#### WRITTEN TASK:
Reproduce every record below verbatim, line for line, without any alteration.

#### DATA FOR REVIEW:
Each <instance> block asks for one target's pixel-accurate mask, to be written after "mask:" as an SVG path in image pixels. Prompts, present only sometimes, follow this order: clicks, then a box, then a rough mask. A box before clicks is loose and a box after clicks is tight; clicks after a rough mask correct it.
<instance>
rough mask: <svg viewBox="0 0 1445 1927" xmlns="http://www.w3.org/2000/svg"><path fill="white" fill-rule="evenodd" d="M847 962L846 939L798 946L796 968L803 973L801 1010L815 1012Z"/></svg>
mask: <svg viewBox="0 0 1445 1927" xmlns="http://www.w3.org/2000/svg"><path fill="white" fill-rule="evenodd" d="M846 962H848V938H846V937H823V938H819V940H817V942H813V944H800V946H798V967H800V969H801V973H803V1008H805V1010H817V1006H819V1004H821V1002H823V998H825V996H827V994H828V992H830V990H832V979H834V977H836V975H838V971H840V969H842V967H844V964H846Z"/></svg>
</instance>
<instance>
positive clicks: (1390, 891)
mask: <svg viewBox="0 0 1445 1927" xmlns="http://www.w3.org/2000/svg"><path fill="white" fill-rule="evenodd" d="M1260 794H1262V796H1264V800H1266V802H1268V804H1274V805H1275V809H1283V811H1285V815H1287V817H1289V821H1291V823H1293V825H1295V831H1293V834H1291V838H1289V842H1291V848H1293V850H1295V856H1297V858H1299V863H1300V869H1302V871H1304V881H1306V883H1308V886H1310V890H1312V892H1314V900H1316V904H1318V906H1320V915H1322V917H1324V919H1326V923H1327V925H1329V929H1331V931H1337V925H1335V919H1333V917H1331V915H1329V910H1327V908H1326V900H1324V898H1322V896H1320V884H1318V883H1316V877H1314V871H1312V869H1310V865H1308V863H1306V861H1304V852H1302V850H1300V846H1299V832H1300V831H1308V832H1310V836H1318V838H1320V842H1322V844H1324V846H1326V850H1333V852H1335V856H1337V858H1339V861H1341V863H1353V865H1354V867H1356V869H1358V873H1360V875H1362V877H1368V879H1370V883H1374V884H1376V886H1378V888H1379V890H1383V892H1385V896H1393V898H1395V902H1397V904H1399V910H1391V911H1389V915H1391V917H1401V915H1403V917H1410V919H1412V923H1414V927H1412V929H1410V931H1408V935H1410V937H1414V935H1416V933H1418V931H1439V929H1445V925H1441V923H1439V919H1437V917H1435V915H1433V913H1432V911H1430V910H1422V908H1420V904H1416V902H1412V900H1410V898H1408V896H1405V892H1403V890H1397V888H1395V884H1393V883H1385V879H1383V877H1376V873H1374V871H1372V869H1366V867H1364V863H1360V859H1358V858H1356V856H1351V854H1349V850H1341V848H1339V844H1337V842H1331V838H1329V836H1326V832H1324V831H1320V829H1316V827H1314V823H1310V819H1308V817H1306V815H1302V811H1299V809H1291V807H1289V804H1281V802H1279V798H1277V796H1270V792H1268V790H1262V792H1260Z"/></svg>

#### REPLY:
Each <instance> block asks for one target's pixel-accurate mask, to be written after "mask:" as an SVG path in image pixels. Prompts, present only sometimes, follow this order: clicks, then a box, then a rough mask. A box before clicks is loose and a box after clicks is tight; clicks after a rough mask correct it.
<instance>
rough mask: <svg viewBox="0 0 1445 1927" xmlns="http://www.w3.org/2000/svg"><path fill="white" fill-rule="evenodd" d="M847 962L846 939L798 946L796 968L803 973L801 1010L815 1012Z"/></svg>
mask: <svg viewBox="0 0 1445 1927" xmlns="http://www.w3.org/2000/svg"><path fill="white" fill-rule="evenodd" d="M846 962H848V938H846V937H823V938H819V940H817V942H813V944H800V946H798V967H800V969H801V973H803V1008H805V1010H817V1006H819V1004H821V1002H823V998H825V996H827V994H828V992H830V990H832V979H834V977H836V975H838V971H840V969H842V967H844V964H846Z"/></svg>
</instance>
<instance>
positive clicks: (1390, 891)
mask: <svg viewBox="0 0 1445 1927" xmlns="http://www.w3.org/2000/svg"><path fill="white" fill-rule="evenodd" d="M1260 794H1262V796H1264V800H1266V802H1268V804H1274V805H1275V809H1283V811H1285V815H1287V817H1289V821H1291V823H1293V825H1295V831H1293V834H1291V838H1289V842H1291V848H1293V850H1295V856H1297V858H1299V863H1300V869H1302V871H1304V881H1306V883H1308V886H1310V890H1312V892H1314V900H1316V904H1318V906H1320V915H1322V917H1324V919H1326V923H1327V925H1329V929H1331V931H1337V925H1335V919H1333V917H1331V915H1329V910H1327V908H1326V900H1324V898H1322V896H1320V884H1318V883H1316V877H1314V871H1312V869H1310V865H1308V863H1306V861H1304V852H1302V850H1300V846H1299V832H1300V831H1308V832H1310V836H1318V838H1320V842H1322V844H1324V846H1326V850H1333V852H1335V856H1337V858H1339V861H1341V863H1353V865H1354V867H1356V869H1358V873H1360V875H1362V877H1368V879H1370V883H1374V884H1376V886H1378V888H1379V890H1383V892H1385V896H1393V898H1395V902H1397V904H1399V910H1391V911H1389V915H1391V917H1401V915H1403V917H1410V919H1412V923H1414V927H1412V929H1410V931H1408V935H1410V937H1414V935H1416V933H1418V931H1439V929H1445V925H1441V923H1439V919H1437V917H1435V915H1433V913H1432V911H1430V910H1422V908H1420V904H1416V902H1412V900H1410V898H1408V896H1405V892H1403V890H1397V888H1395V884H1393V883H1385V879H1383V877H1376V873H1374V871H1372V869H1366V867H1364V863H1360V859H1358V858H1356V856H1351V854H1349V850H1341V848H1339V844H1337V842H1331V838H1329V836H1326V832H1324V831H1320V829H1316V827H1314V823H1310V819H1308V817H1306V815H1302V811H1299V809H1291V807H1289V804H1281V802H1279V798H1277V796H1270V792H1268V790H1262V792H1260Z"/></svg>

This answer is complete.